**** Raw data ****
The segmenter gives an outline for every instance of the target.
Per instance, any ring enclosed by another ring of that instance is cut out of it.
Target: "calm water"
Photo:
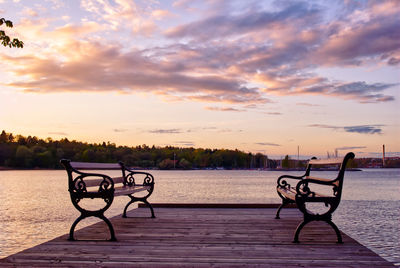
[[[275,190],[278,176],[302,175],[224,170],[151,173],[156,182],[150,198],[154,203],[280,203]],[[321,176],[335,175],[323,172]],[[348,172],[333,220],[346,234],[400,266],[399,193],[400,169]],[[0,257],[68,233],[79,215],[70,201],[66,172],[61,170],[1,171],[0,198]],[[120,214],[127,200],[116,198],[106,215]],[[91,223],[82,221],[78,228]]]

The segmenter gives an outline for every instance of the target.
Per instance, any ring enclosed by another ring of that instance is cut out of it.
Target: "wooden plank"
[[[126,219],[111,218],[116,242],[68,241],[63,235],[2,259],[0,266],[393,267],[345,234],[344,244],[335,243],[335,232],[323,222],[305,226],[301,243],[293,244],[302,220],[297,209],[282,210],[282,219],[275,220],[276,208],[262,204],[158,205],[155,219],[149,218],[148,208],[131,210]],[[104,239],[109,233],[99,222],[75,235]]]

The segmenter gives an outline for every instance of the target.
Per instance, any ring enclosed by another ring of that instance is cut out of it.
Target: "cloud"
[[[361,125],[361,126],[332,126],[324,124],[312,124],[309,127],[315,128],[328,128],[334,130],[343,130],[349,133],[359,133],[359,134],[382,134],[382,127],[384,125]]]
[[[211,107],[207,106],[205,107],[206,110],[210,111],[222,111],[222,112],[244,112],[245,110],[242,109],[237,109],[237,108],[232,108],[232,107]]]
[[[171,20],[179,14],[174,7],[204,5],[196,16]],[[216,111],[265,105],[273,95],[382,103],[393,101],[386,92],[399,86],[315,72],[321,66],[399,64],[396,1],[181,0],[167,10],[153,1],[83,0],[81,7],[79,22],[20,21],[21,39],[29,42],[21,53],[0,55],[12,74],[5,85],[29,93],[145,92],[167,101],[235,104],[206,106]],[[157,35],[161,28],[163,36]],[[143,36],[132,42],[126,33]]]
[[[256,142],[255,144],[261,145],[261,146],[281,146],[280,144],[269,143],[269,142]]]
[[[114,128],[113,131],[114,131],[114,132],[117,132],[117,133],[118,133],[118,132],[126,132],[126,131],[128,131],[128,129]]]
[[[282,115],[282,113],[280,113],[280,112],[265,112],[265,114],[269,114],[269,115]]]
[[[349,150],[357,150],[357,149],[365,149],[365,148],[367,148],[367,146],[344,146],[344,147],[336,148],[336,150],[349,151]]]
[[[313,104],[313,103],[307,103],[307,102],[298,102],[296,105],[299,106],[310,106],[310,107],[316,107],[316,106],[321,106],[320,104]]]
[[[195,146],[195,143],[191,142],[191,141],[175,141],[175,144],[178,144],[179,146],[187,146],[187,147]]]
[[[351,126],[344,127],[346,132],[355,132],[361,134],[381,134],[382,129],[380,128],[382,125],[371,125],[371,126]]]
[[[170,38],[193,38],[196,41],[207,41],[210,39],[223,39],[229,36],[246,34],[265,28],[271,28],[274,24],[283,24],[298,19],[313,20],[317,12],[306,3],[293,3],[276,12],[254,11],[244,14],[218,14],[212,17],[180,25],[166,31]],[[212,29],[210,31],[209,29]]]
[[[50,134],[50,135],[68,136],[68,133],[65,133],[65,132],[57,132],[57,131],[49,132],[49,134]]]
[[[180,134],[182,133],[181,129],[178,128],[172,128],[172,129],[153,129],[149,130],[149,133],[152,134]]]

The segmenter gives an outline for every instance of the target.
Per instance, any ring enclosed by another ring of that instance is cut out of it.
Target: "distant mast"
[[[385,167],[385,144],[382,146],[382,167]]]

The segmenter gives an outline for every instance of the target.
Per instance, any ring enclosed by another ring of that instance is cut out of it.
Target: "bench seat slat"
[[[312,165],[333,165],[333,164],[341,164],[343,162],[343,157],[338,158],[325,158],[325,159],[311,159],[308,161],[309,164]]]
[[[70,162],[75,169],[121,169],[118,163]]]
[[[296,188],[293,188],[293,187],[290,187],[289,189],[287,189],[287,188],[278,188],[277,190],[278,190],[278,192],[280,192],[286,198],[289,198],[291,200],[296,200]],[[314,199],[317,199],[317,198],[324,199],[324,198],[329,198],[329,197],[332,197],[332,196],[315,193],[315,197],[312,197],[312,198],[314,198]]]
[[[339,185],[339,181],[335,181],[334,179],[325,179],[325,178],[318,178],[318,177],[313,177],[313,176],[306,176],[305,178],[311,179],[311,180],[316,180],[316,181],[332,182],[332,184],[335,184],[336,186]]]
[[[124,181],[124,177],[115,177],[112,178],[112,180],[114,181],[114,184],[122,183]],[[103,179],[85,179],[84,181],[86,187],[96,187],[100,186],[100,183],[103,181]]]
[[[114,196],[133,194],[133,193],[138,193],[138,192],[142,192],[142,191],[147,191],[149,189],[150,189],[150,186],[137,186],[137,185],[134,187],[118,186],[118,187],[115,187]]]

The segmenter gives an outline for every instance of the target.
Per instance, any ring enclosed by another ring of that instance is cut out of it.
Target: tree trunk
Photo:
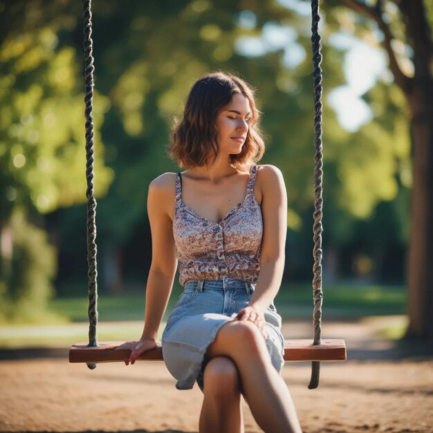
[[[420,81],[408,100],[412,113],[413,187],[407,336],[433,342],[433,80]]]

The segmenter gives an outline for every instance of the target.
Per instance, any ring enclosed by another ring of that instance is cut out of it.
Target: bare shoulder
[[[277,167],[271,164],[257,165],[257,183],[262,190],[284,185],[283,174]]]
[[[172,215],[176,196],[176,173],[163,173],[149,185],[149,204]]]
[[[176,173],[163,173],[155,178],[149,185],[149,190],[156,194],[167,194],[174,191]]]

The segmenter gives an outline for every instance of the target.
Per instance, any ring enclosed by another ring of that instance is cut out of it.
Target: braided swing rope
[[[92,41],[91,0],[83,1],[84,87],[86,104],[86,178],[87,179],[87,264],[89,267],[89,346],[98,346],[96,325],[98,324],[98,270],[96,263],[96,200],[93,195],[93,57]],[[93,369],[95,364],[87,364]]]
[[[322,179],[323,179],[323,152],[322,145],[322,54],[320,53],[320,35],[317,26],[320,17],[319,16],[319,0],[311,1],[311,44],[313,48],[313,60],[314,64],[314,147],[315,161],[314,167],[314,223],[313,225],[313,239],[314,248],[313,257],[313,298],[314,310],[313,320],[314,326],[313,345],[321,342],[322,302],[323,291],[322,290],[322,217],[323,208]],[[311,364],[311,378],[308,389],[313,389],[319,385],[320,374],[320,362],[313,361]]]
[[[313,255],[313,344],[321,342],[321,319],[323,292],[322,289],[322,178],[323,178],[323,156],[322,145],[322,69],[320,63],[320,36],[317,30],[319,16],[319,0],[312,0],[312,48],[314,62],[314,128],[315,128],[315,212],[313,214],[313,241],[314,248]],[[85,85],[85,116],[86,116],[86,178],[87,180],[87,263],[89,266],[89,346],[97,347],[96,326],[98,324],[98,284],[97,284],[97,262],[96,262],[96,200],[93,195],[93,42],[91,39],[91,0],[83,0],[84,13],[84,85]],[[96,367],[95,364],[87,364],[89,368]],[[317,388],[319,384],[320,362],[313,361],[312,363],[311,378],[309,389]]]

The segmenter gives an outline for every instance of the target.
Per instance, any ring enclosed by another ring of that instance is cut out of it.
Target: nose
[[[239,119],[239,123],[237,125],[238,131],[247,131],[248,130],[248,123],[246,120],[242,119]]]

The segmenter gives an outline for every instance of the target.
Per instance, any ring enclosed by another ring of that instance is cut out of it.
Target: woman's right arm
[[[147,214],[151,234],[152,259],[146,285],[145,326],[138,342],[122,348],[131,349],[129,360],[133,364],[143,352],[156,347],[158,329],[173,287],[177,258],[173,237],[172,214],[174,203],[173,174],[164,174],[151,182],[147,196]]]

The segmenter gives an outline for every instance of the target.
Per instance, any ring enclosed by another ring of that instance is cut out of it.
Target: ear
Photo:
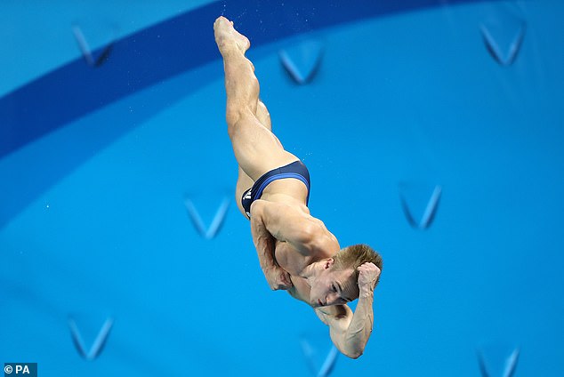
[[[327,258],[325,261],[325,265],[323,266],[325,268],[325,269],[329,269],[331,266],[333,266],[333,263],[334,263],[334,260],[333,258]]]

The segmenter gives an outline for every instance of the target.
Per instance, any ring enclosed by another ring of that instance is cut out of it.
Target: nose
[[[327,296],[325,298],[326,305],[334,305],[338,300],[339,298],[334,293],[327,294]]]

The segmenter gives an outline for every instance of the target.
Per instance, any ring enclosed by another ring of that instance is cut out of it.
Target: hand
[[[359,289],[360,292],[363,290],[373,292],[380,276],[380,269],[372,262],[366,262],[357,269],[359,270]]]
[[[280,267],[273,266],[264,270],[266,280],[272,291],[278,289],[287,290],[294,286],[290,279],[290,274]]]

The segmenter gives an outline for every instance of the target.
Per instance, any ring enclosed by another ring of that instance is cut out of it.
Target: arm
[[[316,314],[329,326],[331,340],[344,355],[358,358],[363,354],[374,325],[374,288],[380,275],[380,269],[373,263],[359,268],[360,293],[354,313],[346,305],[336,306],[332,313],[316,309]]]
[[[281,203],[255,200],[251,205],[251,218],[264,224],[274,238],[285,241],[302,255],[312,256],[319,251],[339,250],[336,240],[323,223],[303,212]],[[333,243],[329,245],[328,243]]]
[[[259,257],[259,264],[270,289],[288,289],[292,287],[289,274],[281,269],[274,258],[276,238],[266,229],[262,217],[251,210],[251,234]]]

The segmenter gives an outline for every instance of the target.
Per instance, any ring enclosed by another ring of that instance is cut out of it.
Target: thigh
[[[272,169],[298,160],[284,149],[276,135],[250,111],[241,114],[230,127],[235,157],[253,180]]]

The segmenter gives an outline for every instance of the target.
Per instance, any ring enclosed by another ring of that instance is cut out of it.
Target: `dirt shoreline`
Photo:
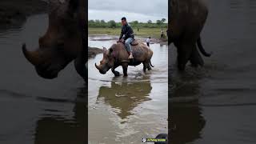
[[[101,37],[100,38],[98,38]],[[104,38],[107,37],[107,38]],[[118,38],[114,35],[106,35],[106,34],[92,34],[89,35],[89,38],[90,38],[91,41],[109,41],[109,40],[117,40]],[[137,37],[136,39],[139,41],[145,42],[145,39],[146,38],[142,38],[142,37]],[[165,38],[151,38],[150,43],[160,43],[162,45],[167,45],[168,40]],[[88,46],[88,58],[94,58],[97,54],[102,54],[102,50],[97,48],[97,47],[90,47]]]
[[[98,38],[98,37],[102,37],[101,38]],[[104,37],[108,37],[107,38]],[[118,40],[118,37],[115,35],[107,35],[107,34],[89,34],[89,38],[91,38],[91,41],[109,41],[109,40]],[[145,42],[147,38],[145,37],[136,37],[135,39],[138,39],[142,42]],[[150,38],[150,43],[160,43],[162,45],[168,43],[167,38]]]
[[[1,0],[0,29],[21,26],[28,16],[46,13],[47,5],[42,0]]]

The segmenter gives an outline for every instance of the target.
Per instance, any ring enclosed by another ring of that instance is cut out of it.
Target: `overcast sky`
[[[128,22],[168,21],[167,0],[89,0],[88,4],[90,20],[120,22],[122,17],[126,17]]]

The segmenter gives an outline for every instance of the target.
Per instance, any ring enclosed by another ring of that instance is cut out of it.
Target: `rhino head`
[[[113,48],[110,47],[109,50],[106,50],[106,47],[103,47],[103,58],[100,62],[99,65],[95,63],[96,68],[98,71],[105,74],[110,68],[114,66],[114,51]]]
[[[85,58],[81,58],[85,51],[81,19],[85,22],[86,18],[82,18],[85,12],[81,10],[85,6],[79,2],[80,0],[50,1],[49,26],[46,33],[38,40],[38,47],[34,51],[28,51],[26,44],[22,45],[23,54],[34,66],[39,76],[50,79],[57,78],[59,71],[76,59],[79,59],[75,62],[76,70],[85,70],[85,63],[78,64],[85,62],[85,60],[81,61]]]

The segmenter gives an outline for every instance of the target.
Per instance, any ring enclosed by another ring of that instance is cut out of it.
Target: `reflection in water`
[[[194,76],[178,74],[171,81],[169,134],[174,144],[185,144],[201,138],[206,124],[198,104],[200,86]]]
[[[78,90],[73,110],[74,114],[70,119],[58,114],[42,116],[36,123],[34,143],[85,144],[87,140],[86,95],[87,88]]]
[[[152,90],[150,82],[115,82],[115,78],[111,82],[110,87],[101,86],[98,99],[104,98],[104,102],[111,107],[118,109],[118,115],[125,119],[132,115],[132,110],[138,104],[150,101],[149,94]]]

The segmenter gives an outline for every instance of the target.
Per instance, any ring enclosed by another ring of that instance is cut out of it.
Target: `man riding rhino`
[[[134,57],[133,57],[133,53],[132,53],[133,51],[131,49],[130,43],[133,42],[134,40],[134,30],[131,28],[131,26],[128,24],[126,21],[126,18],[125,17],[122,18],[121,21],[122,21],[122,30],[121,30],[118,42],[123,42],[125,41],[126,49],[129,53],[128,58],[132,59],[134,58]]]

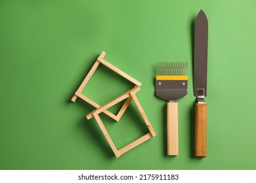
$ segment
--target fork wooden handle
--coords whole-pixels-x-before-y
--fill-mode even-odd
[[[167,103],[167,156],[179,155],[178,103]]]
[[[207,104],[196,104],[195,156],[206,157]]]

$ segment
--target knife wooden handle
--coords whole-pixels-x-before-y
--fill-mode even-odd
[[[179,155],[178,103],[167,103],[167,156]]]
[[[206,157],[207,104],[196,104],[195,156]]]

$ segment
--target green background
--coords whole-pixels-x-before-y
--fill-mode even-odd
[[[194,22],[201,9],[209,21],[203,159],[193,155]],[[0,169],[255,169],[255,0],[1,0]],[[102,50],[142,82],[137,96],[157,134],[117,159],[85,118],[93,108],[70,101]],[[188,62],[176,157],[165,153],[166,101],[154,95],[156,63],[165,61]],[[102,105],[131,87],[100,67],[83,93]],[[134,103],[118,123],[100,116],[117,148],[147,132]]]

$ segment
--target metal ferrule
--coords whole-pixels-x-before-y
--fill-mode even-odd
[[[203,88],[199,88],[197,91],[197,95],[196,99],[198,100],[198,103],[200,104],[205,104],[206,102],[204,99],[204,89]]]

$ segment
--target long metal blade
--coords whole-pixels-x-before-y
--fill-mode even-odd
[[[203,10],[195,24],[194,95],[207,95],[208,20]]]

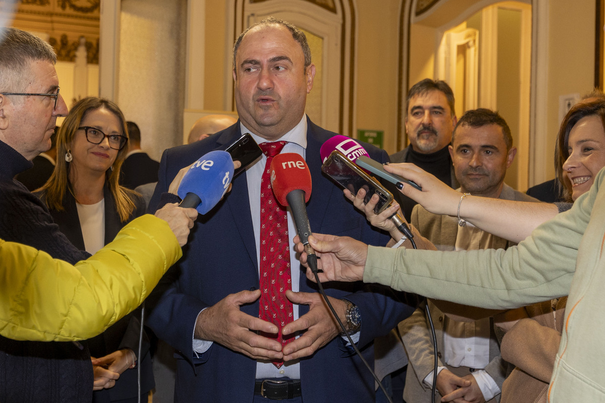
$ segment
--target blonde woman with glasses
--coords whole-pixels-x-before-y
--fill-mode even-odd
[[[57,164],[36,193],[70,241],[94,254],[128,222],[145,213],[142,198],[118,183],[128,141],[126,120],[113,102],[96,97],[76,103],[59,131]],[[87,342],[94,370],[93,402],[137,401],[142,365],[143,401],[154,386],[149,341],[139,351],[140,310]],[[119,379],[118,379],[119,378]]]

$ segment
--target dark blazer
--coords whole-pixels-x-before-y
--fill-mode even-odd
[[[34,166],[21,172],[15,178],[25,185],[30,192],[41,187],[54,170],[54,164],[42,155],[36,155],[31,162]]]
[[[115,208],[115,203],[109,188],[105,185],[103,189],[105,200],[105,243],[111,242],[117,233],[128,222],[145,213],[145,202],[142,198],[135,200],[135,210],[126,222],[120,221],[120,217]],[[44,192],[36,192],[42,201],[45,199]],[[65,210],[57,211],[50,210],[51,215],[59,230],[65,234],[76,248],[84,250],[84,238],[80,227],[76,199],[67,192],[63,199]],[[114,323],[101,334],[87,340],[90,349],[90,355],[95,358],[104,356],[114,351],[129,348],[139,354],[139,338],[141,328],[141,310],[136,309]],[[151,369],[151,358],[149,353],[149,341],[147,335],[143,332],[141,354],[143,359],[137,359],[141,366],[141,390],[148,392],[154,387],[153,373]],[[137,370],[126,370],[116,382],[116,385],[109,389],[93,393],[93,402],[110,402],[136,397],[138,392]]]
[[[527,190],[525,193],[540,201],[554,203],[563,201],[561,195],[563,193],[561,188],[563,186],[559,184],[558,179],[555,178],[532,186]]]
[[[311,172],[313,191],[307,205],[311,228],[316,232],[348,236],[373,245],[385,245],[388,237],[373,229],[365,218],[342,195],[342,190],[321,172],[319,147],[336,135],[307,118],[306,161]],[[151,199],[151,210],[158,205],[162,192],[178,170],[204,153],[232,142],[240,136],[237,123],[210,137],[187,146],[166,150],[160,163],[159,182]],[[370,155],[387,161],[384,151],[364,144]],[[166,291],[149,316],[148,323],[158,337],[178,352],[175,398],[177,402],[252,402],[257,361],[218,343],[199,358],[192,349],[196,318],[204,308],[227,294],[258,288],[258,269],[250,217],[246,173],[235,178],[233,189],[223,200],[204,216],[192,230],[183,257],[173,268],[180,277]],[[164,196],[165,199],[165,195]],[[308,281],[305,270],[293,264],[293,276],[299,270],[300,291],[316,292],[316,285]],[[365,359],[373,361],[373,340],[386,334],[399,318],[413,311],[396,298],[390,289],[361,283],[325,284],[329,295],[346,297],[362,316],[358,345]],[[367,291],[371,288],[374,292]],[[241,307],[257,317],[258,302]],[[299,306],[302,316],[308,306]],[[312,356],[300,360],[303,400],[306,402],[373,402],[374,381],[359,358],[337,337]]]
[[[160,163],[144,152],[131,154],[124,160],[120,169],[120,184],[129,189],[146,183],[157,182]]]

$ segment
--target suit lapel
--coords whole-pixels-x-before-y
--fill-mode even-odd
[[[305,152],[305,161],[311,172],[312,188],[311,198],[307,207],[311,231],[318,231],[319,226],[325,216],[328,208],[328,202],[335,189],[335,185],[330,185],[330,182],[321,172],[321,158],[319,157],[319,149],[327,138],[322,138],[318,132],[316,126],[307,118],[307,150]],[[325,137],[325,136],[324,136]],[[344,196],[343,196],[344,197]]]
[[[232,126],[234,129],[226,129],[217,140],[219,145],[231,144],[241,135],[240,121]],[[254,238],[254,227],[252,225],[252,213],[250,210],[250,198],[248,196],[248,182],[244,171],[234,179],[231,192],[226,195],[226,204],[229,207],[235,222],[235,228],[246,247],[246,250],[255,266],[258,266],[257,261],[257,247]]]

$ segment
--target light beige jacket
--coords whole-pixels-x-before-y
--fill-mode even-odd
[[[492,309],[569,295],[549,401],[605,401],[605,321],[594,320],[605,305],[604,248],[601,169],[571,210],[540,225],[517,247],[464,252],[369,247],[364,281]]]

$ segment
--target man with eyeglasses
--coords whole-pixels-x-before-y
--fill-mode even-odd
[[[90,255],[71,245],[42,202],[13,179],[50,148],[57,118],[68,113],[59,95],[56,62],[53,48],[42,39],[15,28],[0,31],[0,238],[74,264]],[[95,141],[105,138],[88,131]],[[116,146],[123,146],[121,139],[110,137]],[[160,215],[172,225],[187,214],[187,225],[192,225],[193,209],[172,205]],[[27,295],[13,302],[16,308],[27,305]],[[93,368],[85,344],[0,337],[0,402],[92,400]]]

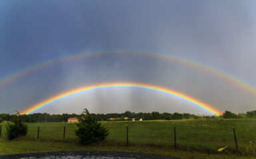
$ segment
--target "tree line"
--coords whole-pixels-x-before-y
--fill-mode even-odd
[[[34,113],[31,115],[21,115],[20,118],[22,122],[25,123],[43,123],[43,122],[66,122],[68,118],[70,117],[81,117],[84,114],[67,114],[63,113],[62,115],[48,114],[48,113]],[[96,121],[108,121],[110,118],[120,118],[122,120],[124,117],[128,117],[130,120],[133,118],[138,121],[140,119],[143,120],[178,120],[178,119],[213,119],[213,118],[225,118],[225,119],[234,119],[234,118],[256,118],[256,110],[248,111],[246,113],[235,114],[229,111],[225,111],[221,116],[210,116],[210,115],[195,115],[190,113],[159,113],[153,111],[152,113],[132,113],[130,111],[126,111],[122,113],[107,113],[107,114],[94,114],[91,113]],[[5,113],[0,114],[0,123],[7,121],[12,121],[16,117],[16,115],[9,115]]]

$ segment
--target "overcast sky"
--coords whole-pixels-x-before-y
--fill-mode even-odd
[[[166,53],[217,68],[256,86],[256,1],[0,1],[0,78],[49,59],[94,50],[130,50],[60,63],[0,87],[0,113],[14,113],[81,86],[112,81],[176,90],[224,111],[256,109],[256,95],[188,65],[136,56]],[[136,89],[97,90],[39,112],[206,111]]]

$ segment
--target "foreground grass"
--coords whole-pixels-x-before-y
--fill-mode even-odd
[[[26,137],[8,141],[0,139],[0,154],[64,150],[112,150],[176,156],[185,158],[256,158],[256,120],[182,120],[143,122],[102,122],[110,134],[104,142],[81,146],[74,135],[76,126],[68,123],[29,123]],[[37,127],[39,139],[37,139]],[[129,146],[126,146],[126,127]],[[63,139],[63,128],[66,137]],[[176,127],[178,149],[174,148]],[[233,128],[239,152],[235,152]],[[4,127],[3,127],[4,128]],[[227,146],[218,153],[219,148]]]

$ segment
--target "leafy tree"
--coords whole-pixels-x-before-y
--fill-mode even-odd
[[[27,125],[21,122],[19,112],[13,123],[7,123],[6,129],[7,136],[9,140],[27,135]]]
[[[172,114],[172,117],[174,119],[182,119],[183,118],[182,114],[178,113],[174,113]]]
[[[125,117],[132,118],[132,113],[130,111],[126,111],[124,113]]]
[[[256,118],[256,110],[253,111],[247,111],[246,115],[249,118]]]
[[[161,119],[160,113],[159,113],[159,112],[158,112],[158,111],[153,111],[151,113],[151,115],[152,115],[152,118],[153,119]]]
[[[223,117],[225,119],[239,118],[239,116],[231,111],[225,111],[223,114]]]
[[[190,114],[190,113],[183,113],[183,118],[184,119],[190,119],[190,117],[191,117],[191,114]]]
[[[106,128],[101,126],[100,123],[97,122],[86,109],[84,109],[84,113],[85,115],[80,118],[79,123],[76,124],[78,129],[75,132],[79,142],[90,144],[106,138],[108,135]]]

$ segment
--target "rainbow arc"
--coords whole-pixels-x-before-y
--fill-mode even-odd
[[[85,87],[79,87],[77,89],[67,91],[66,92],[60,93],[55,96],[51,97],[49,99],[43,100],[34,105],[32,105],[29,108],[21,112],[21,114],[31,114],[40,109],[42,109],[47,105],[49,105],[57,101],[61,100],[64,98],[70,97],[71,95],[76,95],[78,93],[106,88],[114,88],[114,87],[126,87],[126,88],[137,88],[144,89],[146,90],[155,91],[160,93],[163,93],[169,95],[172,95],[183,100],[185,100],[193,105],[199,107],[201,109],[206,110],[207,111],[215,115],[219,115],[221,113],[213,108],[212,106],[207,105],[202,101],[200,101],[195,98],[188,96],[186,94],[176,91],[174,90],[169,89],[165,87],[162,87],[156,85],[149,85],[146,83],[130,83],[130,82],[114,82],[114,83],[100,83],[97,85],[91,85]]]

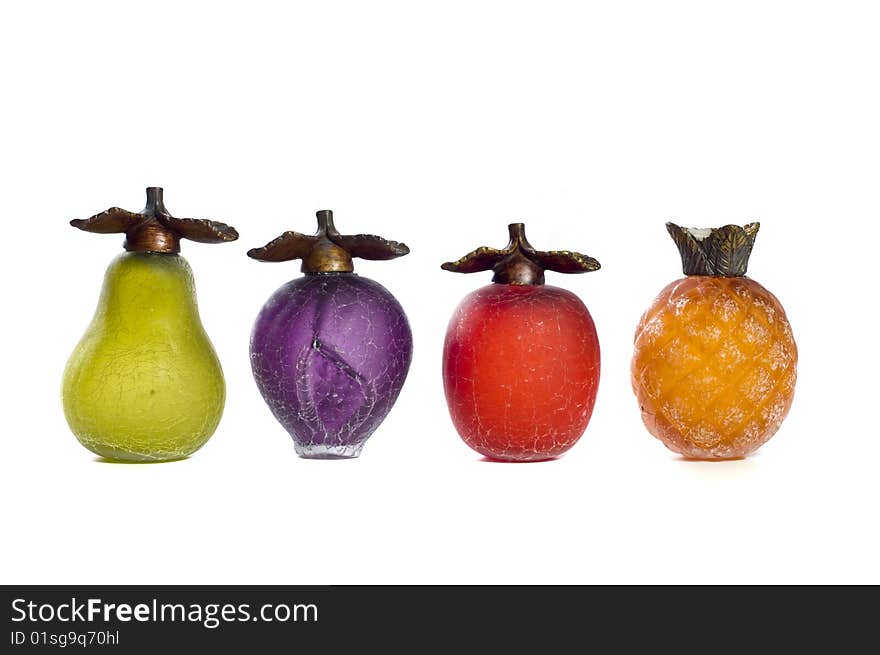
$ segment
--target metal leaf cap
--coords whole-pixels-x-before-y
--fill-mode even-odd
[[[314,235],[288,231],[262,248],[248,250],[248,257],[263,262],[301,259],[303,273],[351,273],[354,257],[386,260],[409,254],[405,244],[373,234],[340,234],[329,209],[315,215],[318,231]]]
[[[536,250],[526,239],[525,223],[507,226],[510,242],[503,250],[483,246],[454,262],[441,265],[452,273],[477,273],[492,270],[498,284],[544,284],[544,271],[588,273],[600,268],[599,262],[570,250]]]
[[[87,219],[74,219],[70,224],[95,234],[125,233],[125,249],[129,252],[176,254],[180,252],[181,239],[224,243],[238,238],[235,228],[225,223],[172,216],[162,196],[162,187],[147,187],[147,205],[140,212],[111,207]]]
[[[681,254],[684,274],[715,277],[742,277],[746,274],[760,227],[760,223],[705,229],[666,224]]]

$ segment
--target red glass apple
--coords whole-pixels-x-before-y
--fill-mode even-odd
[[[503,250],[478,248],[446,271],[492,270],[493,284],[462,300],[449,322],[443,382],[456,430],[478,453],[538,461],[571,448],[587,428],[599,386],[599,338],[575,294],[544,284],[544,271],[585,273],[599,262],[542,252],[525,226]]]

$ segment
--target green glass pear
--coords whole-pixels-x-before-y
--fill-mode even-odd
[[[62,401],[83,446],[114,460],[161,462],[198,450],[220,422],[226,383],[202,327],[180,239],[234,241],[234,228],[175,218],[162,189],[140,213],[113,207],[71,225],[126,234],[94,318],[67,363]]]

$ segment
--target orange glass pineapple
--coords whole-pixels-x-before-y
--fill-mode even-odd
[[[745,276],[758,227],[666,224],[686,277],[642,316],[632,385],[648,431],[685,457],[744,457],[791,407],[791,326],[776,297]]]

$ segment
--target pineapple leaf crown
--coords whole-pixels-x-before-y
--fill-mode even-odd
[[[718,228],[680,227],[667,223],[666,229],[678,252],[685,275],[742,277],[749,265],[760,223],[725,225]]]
****
**Directions:**
Pick out each line in the entries above that contains the word "woman", and copy those lines in their original order.

**Written solution:**
Target: woman's right arm
--target blonde woman with glasses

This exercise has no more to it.